◆ **Excerpts of location labeling data**:
▶

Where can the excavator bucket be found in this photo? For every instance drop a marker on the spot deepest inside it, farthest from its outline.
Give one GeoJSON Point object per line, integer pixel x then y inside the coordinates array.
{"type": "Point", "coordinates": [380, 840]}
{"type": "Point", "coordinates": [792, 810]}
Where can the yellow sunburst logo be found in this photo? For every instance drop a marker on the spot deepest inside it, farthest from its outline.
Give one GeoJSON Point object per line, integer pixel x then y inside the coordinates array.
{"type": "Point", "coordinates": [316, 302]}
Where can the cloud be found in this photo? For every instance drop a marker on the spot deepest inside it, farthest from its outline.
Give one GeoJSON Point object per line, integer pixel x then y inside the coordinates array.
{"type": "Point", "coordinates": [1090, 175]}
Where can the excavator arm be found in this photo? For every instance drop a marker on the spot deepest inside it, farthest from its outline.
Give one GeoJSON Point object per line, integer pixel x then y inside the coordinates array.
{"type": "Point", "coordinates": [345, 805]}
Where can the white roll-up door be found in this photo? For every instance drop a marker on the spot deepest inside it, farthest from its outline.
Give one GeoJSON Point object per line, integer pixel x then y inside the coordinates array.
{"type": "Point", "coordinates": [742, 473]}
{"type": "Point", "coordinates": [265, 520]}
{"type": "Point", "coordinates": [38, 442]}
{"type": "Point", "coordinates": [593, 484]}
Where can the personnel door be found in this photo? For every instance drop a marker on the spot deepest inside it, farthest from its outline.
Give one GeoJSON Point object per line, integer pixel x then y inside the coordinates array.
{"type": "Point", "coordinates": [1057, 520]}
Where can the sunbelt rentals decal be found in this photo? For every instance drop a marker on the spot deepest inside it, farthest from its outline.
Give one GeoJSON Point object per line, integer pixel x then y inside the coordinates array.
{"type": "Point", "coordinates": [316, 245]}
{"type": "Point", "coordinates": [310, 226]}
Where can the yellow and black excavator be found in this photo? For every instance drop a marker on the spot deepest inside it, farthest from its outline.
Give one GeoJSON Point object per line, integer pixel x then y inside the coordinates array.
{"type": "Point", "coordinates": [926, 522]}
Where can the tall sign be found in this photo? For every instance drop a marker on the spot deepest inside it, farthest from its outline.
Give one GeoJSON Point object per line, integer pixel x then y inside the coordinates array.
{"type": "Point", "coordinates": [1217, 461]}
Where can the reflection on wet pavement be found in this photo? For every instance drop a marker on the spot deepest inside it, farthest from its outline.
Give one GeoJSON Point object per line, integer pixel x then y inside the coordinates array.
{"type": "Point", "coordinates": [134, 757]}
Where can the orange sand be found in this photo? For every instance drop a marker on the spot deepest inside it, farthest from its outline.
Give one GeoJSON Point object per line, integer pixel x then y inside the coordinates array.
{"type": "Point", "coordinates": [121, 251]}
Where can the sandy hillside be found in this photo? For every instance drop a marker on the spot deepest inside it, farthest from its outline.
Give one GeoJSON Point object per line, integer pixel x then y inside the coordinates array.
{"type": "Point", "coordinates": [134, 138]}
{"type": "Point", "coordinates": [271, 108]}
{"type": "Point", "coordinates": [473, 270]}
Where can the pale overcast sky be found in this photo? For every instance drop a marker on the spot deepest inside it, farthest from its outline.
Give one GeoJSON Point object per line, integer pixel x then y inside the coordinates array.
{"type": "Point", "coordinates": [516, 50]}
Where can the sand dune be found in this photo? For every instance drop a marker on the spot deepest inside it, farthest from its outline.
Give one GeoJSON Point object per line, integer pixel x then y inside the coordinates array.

◀

◆ **REQUIRED WORK**: Duplicate all of the items above line for line, without altering any wording, spacing, or punctuation.

◆ **EXPECTED OUTPUT**:
Where can the excavator bucket be found in this photo? For every instance drop a marker on the spot deepest inside it, farthest from its outline.
Give one GeoJSON Point object per line, integer pixel x then y inside the coordinates array.
{"type": "Point", "coordinates": [380, 840]}
{"type": "Point", "coordinates": [792, 810]}
Where can the yellow sunburst logo be found in this photo? For every instance drop a marker on the spot deepest inside it, farthest from its outline.
Give one GeoJSON Point object per line, integer pixel x then y inside the coordinates array.
{"type": "Point", "coordinates": [316, 302]}
Where can the cloud be found in this photo? For every instance drop a marker on the spot deepest inside it, farthest from its outline.
Give one GeoJSON Point object per line, integer pixel x then y inside the coordinates array.
{"type": "Point", "coordinates": [1090, 175]}
Where can the excavator arm be found in this photo? For every instance drop a marker on the spot deepest inside it, farthest from its outline.
Give one GeoJSON Point object per line, integer pixel x then y inside the coordinates array.
{"type": "Point", "coordinates": [345, 805]}
Where can the white roll-up door be found in this photo? For every instance drop a marker on the spot deepest inside it, farthest from its outline.
Give one GeoJSON Point object per line, integer pixel x then y inside the coordinates array.
{"type": "Point", "coordinates": [742, 473]}
{"type": "Point", "coordinates": [265, 520]}
{"type": "Point", "coordinates": [38, 442]}
{"type": "Point", "coordinates": [593, 484]}
Where can the personnel door be found in this photo? For every instance drop a marker on the spot deepest inside it, farthest from its outline.
Give one GeoJSON Point object per line, integer pixel x then y inside the coordinates array.
{"type": "Point", "coordinates": [1057, 520]}
Where can the sunbelt rentals decal be found in this photo? For every instance drop a marker on the spot deepest inside it, farthest from its outline.
Give one GeoJSON Point object per line, integer pixel x then y inside the coordinates array.
{"type": "Point", "coordinates": [316, 245]}
{"type": "Point", "coordinates": [310, 226]}
Where can the yellow and black excavator be found in this photo? For every instance drop a marker on the spot deepest inside it, farthest from its outline.
Give one GeoJSON Point object per line, integer pixel x then y inside the coordinates array.
{"type": "Point", "coordinates": [926, 522]}
Where can the tall sign be found in this photo? For every instance drop a marker on the spot deepest inside it, farthest from its outline.
Give one GeoJSON Point object per line, integer pixel x then y inside the coordinates array.
{"type": "Point", "coordinates": [1217, 461]}
Where can the reflection on wet pavement be found in this photo? For every instance drop a marker on the spot deepest inside it, farthest from its outline.
Give one GeoJSON Point object per line, integer pixel x then y inside the coordinates array.
{"type": "Point", "coordinates": [134, 757]}
Where can the orange sand be found in this photo? For every instance drop a marker on the spot deepest inside it, farthest from its outline.
Give one GeoJSON Point object per line, integer pixel x then y inside the coordinates array.
{"type": "Point", "coordinates": [121, 251]}
Where can the sandy hillside be found in this photo? For every instance drop a marker on the spot deepest inside it, farthest from its outline.
Give one GeoJSON Point object per line, integer pixel x then y inside the coordinates array.
{"type": "Point", "coordinates": [134, 138]}
{"type": "Point", "coordinates": [271, 108]}
{"type": "Point", "coordinates": [473, 270]}
Where can the pale overcast sky be found in this photo? For every instance drop a marker on the spot deepest inside it, farthest from its outline.
Give one GeoJSON Point object per line, integer pixel x then y inside the coordinates array.
{"type": "Point", "coordinates": [516, 50]}
Where can the sand dune be found in this photo? For every instance drop a marker on the spot deepest inside it, farthest from its outline.
Give one GeoJSON Point object per line, integer pixel x then y inside the coordinates array.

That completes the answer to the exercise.